_Records for this exercise:_
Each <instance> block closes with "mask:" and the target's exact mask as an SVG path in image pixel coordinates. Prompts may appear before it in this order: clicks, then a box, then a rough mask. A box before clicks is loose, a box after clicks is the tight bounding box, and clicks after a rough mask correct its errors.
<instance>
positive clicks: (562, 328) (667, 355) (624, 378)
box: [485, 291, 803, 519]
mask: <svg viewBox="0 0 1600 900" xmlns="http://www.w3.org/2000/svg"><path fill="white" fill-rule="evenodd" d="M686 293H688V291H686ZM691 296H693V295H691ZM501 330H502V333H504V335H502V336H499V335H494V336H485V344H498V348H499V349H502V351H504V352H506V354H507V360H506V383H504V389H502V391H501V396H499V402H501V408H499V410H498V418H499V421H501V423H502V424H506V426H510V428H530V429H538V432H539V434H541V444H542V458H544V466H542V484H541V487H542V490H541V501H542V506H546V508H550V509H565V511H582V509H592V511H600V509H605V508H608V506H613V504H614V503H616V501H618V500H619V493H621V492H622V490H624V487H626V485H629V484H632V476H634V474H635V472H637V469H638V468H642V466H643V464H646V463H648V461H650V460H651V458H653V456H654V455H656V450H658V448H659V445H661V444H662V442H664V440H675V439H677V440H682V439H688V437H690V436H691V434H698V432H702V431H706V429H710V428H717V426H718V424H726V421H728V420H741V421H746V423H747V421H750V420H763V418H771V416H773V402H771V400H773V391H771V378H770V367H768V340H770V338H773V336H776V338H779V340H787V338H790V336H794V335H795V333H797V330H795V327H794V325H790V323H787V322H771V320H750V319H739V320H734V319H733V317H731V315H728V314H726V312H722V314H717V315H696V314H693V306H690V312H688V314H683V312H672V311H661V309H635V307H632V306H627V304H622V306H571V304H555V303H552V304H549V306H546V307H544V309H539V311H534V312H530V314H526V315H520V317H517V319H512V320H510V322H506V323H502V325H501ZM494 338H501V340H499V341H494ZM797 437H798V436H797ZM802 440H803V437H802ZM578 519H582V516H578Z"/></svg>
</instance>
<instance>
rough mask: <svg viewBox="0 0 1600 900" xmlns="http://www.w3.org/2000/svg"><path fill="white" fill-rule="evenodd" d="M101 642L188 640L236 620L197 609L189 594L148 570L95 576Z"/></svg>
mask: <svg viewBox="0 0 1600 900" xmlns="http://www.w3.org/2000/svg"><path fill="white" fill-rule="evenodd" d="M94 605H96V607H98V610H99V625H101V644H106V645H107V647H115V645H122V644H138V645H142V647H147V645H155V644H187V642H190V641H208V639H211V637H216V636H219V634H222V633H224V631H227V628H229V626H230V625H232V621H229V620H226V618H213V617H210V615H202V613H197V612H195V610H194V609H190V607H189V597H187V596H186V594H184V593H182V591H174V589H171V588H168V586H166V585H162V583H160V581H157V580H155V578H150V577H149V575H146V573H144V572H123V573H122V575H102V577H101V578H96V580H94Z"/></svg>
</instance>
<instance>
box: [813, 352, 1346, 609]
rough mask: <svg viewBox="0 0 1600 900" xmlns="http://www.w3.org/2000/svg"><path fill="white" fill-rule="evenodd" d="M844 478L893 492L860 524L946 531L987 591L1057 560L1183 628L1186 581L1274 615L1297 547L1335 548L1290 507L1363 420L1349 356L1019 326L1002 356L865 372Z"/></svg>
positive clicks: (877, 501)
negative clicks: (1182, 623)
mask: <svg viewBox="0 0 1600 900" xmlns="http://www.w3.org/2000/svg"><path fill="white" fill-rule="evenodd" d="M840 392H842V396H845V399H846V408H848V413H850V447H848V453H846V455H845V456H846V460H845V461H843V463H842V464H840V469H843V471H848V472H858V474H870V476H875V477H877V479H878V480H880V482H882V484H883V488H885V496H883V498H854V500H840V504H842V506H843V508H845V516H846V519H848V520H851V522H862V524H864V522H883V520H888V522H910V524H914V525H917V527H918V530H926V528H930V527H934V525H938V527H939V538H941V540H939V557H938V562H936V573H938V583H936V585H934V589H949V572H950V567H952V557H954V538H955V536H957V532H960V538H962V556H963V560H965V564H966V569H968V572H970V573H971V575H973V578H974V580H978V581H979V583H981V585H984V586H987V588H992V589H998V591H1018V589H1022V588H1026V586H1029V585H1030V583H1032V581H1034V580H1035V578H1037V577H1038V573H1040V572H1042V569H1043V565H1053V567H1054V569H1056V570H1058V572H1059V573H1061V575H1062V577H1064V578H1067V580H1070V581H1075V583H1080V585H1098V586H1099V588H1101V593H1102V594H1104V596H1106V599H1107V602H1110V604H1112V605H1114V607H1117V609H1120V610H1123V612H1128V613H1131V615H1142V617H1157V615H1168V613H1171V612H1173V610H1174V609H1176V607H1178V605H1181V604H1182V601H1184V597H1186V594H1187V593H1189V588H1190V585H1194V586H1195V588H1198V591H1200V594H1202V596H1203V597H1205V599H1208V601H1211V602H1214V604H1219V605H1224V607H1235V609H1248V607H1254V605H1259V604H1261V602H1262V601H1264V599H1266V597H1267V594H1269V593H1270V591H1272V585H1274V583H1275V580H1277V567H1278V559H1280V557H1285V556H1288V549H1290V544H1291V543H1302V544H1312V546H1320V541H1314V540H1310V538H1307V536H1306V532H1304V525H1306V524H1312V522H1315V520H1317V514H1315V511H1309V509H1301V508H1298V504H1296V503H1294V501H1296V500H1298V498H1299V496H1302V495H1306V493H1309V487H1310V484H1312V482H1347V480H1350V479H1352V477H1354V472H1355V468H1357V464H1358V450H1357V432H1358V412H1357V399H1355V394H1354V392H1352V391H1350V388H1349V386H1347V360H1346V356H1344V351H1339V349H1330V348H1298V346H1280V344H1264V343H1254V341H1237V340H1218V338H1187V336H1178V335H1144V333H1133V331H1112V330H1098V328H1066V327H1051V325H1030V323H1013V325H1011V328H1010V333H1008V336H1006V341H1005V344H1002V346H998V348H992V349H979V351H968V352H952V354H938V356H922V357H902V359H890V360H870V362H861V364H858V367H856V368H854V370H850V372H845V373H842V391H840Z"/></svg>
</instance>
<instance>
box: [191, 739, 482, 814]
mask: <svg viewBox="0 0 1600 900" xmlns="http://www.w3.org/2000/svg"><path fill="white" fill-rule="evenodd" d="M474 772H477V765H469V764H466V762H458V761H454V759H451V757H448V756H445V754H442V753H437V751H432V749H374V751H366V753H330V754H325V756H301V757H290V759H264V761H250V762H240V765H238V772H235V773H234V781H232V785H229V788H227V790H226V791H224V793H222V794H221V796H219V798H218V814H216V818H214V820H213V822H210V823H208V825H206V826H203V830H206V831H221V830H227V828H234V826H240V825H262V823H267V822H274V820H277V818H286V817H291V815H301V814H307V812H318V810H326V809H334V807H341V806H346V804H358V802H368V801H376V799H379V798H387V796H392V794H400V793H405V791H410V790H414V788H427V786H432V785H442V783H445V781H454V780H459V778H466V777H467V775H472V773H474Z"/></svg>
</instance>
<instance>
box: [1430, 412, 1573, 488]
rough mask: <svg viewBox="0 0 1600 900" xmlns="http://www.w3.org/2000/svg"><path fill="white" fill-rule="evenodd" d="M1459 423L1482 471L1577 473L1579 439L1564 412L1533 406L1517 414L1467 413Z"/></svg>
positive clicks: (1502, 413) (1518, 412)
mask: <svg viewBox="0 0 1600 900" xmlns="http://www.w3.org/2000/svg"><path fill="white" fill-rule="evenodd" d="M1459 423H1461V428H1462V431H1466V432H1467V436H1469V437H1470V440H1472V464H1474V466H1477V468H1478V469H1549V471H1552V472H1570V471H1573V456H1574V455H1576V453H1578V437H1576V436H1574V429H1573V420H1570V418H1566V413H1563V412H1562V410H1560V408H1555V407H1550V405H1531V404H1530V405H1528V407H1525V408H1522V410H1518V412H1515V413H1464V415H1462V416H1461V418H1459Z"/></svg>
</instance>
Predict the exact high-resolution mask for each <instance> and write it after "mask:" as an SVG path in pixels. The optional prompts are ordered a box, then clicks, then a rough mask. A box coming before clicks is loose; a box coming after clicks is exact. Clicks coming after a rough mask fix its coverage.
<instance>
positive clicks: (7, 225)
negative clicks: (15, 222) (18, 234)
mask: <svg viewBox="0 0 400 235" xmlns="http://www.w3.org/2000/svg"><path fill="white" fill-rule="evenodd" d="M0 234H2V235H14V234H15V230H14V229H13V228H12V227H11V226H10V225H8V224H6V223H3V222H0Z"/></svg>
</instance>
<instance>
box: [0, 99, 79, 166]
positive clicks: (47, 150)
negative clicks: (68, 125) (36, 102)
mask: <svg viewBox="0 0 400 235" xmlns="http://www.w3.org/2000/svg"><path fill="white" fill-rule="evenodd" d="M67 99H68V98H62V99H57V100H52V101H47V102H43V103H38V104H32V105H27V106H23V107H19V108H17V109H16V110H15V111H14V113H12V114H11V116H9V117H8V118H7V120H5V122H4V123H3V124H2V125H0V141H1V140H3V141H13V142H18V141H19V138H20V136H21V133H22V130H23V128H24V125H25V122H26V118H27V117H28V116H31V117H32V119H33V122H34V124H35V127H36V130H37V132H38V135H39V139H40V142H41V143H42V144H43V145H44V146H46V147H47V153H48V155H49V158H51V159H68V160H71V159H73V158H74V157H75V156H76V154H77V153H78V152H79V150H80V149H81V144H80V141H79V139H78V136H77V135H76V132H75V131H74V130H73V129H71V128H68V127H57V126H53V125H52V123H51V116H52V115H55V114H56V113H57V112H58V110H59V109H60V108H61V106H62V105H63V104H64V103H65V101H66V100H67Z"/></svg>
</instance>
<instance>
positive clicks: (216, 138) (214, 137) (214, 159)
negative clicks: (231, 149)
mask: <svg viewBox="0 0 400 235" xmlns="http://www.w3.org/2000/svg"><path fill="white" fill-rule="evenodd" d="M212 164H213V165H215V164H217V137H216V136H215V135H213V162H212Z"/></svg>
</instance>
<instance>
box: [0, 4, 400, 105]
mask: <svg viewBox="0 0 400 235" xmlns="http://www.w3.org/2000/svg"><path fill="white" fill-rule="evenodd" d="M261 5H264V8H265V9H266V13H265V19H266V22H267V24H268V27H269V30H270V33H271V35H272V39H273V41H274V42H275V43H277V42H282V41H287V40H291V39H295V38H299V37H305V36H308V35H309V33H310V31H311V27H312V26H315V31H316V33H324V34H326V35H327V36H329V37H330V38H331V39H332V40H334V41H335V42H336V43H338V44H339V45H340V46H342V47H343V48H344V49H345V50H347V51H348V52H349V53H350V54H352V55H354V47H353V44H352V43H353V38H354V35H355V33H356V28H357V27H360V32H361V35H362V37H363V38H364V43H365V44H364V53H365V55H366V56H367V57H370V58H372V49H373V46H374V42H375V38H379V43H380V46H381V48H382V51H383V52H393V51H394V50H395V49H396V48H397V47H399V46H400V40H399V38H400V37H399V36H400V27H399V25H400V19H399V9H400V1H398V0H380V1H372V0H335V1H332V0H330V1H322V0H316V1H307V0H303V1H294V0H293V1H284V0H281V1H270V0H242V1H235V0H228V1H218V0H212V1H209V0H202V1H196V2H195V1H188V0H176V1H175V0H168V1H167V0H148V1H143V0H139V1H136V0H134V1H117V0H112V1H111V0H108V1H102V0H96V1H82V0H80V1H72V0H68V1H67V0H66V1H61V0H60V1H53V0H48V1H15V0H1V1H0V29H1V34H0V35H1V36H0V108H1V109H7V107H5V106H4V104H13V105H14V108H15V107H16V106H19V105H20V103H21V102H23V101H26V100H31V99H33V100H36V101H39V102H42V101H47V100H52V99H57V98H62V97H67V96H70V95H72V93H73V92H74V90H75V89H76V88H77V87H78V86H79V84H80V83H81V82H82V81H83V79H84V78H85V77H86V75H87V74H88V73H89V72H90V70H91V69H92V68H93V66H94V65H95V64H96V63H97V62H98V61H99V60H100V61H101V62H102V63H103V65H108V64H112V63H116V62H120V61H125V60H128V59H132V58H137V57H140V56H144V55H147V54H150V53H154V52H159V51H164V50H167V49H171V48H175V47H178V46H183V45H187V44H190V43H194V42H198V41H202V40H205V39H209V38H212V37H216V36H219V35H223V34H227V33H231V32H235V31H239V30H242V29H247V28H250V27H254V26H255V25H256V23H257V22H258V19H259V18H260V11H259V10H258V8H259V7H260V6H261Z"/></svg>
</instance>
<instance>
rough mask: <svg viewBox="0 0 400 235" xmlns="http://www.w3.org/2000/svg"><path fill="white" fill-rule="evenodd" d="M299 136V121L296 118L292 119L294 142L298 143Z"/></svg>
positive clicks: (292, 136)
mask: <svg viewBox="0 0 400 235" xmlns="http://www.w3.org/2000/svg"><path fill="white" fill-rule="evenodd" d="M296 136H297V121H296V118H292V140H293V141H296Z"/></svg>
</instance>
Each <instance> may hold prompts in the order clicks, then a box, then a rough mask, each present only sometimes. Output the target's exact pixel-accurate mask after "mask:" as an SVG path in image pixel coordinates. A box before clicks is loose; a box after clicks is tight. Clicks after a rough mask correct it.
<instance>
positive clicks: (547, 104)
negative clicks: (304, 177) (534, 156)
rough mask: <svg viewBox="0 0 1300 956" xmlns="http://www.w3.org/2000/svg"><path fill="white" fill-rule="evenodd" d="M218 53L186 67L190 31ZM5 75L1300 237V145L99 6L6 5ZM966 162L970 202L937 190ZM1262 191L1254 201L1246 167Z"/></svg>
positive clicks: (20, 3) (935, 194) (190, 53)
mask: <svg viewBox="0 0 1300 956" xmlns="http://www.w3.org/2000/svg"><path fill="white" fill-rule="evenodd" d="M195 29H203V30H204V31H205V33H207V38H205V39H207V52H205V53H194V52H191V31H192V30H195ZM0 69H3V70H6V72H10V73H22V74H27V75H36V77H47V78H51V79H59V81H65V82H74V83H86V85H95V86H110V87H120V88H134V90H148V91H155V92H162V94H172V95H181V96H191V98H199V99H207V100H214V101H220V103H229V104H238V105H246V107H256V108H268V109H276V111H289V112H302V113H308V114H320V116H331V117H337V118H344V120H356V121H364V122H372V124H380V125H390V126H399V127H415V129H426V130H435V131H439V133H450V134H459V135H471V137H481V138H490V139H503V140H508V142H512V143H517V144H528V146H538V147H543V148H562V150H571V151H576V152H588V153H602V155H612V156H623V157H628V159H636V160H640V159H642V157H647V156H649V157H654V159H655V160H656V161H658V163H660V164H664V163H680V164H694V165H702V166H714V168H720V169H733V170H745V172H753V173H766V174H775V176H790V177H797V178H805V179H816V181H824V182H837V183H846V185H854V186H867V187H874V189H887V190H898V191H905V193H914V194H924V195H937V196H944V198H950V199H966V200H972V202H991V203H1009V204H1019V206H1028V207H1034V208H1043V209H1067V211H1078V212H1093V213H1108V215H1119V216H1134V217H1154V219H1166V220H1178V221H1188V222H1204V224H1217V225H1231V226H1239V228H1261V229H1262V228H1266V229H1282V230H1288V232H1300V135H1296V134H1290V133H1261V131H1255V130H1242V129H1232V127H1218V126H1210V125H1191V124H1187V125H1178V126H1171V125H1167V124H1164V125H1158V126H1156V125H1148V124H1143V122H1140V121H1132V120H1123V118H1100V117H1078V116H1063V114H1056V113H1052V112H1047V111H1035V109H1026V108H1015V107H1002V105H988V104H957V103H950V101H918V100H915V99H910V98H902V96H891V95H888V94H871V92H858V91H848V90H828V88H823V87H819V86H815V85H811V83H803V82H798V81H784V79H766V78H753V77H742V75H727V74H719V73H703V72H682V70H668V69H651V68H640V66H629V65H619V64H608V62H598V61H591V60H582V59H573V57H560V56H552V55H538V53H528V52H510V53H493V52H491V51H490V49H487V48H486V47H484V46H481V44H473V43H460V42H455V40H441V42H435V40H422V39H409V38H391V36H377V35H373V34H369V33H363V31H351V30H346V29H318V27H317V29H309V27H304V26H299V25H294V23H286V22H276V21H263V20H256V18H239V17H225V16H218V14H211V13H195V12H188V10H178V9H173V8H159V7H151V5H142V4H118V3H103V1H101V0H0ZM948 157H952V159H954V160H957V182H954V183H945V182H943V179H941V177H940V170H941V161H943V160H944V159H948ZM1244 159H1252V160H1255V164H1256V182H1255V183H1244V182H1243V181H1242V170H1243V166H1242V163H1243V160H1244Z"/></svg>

_To do:_
Please copy only these lines, exactly: the first line of the records through the line containing "positive clicks: (562, 328)", ends included.

_Answer section:_
Each <instance> block closes with "mask:" and the target's exact mask as an SVG path in image pixel coordinates. Prompts may appear before it in this order: clicks, then a box, then a rough mask. A box before clicks is loose, a box after clicks is the tight bounding box, and clicks after a rough mask correct its errors.
<instance>
positive clicks: (562, 328) (667, 355) (624, 378)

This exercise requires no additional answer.